Dataset records:
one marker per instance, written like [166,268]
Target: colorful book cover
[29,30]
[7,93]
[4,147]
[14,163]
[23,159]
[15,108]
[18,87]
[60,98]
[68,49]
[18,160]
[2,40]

• Exercise
Copy the lines above word for word.

• Written response
one marker per instance, written like [166,268]
Target: colorful book cover
[29,30]
[7,93]
[4,147]
[14,163]
[23,159]
[15,108]
[18,87]
[60,98]
[68,49]
[18,160]
[2,40]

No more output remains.